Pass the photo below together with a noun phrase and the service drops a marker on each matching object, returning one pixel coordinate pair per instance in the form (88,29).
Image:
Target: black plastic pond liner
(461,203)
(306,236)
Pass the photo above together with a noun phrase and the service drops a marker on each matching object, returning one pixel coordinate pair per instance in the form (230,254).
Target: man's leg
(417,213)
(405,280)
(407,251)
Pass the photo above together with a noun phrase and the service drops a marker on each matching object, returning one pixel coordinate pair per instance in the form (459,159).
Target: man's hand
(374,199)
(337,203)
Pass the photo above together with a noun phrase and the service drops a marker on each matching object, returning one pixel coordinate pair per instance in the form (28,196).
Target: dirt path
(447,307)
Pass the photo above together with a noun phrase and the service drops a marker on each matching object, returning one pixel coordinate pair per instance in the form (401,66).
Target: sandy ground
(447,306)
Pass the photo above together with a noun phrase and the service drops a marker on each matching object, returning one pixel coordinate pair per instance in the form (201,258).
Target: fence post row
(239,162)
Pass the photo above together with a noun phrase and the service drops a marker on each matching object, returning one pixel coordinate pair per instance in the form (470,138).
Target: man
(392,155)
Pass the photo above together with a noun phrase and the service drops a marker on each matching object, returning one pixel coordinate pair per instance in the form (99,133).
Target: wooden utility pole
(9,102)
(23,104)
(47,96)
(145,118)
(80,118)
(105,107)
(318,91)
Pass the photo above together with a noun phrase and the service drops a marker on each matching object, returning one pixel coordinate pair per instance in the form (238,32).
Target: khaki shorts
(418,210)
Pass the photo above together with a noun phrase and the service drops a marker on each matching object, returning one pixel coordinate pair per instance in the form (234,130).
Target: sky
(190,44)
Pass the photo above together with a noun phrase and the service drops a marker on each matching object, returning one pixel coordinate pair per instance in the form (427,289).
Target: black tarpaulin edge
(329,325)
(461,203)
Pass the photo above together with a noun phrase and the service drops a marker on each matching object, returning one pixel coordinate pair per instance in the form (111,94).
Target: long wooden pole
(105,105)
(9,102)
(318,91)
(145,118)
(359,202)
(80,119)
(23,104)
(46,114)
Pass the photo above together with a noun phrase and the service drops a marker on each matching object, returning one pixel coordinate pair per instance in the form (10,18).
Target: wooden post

Problem statement: Repeat every record above exactly as it appears.

Exercise response:
Pass the photo below together with a noun phrase and the service drops a marker on each matching object, returning one pixel coordinate pair per instance in the form (88,29).
Image:
Target: black plastic pond liner
(461,203)
(306,236)
Pass the photo above together with a noun phrase and the service drops a marker on each matching object, returning one pixel coordinate pair per instance in the form (230,254).
Target: man's leg
(417,213)
(405,280)
(407,251)
Pass the photo above together with a noun phrase and the service drops a marker on each matching object, returning one pixel coordinate pair per instance in the form (459,159).
Target: man's hand
(374,199)
(337,203)
Pass the photo above together with a noun phrase and the service drops a marker on each matching object, returning one pixel coordinate pair per instance in the form (28,196).
Target: dirt path
(447,307)
Pass the photo above together with a noun phrase and the service drops a marker on each matching object, returning one pixel coordinate pair per instance in the form (401,66).
Target: sandy ground
(447,306)
Pass the photo above together with a noun phrase and the service drops a marker on each matching object, returning one pixel coordinate pair per instance in the form (201,258).
Target: fence post row
(239,162)
Pass the photo above together with a noun phrase and the service drops a marker on each matching object, returning one pixel coordinate pair per instance in the form (470,138).
Target: man
(392,155)
Pass the photo above together with a noun phrase and the service drops a marker on each matching object, returning one pixel coordinate pair per instance in the form (99,133).
Target: wooden utility pole
(9,102)
(23,104)
(47,96)
(145,118)
(80,118)
(105,107)
(318,91)
Pass the photo above together with a noun phrase and the service drops a marker on each matching object, returning one pixel coordinate pair per instance in the form (238,32).
Target: khaki shorts
(418,210)
Pass the photo above together with a noun phrase and the service drops a marker on each matching object, returning one pixel coordinate pair per instance in the form (234,130).
Target: sky
(190,44)
Pass the photo above together with a noun phrase and the service drops a marker on each matching object, returning one pixel coordinate pair per instance in the form (427,289).
Target: black tarpaulin edge
(329,325)
(461,203)
Pass the photo above together with a noun phrase and the service drops a marker on each matching object, returning one pixel coordinate pair per instance in the form (111,94).
Target: long wooden pole
(105,105)
(9,102)
(318,91)
(145,118)
(359,202)
(80,119)
(23,104)
(46,114)
Pass the photo above together with a noun phrase and the service drops a marker on each matching object, returning one pixel coordinate pair per instance in the form (10,18).
Target: wooden post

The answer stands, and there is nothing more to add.